Arrange the records as a numbered list, leaving out blank lines, from the start of the records through the line containing "(1105, 903)", inclusive.
* start *
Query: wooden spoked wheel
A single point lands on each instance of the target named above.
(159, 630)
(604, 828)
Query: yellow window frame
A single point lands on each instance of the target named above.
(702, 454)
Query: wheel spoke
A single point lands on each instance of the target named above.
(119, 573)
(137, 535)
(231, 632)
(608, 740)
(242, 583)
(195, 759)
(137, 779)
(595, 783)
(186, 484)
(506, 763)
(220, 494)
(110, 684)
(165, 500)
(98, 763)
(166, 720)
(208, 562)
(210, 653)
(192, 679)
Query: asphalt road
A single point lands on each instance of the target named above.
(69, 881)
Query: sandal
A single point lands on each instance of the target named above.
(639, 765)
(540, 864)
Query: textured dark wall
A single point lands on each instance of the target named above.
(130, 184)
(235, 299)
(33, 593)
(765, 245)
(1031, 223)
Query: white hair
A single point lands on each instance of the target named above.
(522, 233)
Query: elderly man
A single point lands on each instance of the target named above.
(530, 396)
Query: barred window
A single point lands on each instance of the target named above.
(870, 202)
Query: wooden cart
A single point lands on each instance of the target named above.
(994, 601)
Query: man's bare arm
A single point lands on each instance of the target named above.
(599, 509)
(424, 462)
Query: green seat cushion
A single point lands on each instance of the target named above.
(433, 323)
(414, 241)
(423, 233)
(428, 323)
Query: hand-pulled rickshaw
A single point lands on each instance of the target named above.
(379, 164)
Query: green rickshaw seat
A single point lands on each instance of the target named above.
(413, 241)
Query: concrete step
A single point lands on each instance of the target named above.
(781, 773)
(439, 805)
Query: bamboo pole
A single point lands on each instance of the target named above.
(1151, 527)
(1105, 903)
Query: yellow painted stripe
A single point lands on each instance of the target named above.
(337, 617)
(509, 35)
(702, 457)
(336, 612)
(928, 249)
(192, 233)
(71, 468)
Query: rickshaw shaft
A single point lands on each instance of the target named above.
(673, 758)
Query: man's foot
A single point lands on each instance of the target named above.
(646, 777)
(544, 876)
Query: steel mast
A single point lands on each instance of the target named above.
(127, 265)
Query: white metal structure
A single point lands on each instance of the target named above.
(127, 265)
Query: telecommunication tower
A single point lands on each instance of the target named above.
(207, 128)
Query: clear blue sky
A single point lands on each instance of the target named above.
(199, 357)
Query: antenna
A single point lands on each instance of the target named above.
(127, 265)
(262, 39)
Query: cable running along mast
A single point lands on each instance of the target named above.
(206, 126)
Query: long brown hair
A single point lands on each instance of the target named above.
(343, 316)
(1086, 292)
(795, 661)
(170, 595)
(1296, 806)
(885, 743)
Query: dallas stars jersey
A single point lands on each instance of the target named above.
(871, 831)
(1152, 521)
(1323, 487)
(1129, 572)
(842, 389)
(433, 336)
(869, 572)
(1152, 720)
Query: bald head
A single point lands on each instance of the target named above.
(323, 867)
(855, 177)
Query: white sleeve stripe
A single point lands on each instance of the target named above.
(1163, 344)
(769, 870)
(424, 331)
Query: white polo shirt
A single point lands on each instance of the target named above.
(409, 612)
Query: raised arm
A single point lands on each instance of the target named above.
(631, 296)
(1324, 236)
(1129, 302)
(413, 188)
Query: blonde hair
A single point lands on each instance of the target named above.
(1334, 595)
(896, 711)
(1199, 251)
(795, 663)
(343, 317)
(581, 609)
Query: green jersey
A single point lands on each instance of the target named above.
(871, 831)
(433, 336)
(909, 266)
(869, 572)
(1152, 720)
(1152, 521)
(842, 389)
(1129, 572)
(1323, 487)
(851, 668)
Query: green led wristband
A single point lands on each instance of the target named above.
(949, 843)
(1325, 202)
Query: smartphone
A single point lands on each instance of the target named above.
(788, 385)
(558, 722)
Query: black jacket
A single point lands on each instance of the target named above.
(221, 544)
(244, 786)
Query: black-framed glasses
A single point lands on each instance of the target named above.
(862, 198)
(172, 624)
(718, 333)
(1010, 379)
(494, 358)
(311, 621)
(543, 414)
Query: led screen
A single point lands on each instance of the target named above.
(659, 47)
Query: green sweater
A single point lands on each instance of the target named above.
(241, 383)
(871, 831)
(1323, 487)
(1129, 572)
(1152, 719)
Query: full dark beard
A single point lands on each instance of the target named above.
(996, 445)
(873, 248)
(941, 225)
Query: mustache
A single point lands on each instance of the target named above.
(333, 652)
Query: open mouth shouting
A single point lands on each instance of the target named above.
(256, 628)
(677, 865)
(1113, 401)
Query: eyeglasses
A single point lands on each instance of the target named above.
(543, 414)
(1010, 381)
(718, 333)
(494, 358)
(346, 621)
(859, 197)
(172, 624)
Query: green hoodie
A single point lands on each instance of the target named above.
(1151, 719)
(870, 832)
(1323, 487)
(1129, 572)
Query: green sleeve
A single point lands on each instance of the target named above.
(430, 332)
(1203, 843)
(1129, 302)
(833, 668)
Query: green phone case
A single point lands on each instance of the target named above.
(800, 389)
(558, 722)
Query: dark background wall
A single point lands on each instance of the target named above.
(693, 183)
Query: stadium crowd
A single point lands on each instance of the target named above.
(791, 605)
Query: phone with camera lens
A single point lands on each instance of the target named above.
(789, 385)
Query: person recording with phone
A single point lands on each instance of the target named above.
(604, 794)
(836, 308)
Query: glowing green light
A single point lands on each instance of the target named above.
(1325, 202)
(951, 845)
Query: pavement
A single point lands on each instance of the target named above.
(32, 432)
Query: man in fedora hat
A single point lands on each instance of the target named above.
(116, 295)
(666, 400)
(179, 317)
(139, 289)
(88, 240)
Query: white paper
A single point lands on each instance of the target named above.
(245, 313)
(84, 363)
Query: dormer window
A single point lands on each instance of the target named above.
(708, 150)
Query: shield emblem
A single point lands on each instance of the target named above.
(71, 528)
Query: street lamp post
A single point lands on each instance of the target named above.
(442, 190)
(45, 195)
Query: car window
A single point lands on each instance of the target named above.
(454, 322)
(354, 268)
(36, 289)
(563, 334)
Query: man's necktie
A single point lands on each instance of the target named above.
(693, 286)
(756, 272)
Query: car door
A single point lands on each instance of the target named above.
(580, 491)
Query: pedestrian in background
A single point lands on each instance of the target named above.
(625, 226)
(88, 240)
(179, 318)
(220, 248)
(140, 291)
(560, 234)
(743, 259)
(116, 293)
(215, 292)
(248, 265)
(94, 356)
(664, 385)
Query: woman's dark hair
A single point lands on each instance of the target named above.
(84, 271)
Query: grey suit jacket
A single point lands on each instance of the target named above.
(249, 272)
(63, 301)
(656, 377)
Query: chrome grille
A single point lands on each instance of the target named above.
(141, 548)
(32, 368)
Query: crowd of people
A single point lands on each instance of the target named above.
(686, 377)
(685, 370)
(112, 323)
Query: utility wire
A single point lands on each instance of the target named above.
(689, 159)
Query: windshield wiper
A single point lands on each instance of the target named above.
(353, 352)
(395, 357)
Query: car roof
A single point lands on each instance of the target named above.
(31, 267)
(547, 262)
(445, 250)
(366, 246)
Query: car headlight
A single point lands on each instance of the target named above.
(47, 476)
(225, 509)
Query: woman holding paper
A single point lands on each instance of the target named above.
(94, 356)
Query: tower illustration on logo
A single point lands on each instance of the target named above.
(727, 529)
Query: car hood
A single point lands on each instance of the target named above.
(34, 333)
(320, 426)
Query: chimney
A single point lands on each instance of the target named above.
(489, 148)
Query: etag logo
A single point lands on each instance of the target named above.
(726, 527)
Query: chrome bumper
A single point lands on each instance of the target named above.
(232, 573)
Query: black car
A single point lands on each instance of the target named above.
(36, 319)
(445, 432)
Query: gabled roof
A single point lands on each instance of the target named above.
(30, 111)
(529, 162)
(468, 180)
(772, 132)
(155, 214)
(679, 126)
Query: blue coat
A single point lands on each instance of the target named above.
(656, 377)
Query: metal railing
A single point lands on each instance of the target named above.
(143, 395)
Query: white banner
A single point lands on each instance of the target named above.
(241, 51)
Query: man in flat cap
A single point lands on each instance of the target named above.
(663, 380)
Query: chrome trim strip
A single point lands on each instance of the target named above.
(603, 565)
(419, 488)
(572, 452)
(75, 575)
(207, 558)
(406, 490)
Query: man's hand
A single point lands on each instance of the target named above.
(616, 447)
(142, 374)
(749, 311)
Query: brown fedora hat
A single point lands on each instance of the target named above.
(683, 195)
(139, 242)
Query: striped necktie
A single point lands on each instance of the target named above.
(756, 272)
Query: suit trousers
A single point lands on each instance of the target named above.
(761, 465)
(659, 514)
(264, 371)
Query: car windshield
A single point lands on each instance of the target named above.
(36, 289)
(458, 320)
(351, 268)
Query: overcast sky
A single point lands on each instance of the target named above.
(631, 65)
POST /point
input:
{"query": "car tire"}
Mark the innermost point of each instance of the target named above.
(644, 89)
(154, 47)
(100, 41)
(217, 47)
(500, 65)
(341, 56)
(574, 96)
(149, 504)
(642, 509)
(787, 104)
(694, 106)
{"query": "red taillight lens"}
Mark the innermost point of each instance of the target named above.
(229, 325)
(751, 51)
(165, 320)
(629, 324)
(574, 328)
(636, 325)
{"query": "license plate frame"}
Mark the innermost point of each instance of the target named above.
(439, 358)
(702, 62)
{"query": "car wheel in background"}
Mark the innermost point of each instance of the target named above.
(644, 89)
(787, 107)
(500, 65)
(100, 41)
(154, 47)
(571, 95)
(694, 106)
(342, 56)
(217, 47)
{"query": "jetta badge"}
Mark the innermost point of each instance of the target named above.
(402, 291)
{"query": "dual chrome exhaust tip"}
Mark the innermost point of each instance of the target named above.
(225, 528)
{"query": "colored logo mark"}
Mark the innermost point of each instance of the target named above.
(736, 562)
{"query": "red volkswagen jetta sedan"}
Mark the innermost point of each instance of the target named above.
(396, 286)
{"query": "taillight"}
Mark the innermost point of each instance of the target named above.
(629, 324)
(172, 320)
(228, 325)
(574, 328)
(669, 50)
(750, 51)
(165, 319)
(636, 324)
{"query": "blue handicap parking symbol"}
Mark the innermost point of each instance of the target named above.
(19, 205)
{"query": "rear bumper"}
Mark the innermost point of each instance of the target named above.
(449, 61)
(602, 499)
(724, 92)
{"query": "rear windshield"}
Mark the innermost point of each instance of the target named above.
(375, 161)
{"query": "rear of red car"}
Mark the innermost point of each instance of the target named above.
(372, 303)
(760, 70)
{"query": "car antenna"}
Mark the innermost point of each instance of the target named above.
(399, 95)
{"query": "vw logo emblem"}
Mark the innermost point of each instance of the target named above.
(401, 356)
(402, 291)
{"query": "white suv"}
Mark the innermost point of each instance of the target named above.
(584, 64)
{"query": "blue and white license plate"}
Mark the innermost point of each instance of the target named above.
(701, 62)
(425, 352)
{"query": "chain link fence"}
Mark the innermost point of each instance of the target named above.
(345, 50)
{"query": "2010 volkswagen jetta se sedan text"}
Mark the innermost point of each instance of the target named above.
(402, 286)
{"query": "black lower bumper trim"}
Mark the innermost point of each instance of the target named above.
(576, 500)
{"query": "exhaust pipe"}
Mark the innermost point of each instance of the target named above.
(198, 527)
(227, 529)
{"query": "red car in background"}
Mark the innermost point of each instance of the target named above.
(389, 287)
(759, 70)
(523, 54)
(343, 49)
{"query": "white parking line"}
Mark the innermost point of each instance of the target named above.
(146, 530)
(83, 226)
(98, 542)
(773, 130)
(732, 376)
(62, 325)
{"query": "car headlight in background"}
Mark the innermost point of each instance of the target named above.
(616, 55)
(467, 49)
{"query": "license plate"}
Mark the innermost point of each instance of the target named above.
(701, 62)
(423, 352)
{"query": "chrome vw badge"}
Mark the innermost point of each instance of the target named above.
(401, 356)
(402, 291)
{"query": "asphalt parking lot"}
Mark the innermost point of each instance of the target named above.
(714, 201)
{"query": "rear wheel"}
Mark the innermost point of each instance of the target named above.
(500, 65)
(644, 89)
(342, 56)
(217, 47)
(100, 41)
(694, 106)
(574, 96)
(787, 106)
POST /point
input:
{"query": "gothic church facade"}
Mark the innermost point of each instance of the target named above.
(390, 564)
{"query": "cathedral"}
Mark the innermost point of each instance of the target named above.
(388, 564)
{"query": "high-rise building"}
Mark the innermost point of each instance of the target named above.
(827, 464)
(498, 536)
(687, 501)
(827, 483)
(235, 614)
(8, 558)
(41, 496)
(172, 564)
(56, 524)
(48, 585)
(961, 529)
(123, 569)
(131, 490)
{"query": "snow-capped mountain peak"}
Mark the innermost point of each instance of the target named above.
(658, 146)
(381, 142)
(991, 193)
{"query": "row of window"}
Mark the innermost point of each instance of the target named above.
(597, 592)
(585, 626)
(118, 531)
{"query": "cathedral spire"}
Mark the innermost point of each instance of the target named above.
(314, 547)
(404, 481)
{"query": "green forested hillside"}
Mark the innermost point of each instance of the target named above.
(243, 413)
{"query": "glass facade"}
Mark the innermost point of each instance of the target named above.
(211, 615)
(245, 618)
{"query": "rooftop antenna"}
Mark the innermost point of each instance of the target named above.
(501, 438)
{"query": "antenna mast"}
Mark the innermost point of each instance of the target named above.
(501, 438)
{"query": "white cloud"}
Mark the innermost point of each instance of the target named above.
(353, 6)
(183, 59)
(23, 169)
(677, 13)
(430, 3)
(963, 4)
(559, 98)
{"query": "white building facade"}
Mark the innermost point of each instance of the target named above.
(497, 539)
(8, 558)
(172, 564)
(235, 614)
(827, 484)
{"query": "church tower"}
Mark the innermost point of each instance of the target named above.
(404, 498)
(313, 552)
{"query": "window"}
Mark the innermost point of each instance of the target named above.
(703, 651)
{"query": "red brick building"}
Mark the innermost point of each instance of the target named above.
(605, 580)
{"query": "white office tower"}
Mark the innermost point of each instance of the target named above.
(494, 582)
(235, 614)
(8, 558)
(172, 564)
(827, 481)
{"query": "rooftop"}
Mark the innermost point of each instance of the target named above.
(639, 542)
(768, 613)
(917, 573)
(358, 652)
* end *
§ Answer below:
1. Query: wooden spoked wheel
2. A single point lands on each instance of the target named above.
3. (159, 630)
4. (604, 828)
5. Query: yellow window frame
6. A single point lands on each instance of the target named above.
7. (702, 454)
8. Query: wheel spoke
9. A single point lands on each instance of the target named above.
10. (119, 573)
11. (137, 535)
12. (231, 632)
13. (608, 740)
14. (242, 583)
15. (195, 759)
16. (137, 779)
17. (595, 783)
18. (186, 484)
19. (506, 763)
20. (220, 494)
21. (110, 684)
22. (165, 500)
23. (98, 763)
24. (166, 720)
25. (208, 562)
26. (210, 653)
27. (192, 679)
28. Query: asphalt road
29. A single point lands on each instance of the target named above.
30. (69, 881)
31. Query: sandal
32. A single point lands on each instance of the target named above.
33. (639, 765)
34. (540, 864)
35. Query: textured dark wall
36. A single point lands on each instance of the target named above.
37. (130, 184)
38. (235, 299)
39. (33, 593)
40. (765, 245)
41. (1031, 223)
42. Query: white hair
43. A single point lands on each instance of the target named above.
44. (522, 233)
45. Query: elderly man
46. A single point lands on each instance of the target named above.
47. (530, 396)
48. Query: barred window
49. A single point lands on each instance of the target named above.
50. (870, 202)
51. Query: wooden cart
52. A single point lands on each instance of the target named above.
53. (994, 601)
54. Query: man's bare arm
55. A single point lands on each instance of the target named above.
56. (599, 509)
57. (424, 462)
58. Query: green seat cushion
59. A single point lands on each instance of the target named above.
60. (433, 323)
61. (414, 241)
62. (423, 233)
63. (428, 323)
64. Query: hand-pulled rickshaw
65. A single point lands on each instance of the target named above.
66. (379, 164)
67. Query: green rickshaw seat
68. A single point lands on each instance of the target named above.
69. (413, 241)
70. Query: concrete step
71. A single point lands on each instance of the target named above.
72. (781, 773)
73. (439, 805)
74. Query: bamboo pole
75. A single point lands on each instance of the target named above.
76. (1151, 527)
77. (1105, 903)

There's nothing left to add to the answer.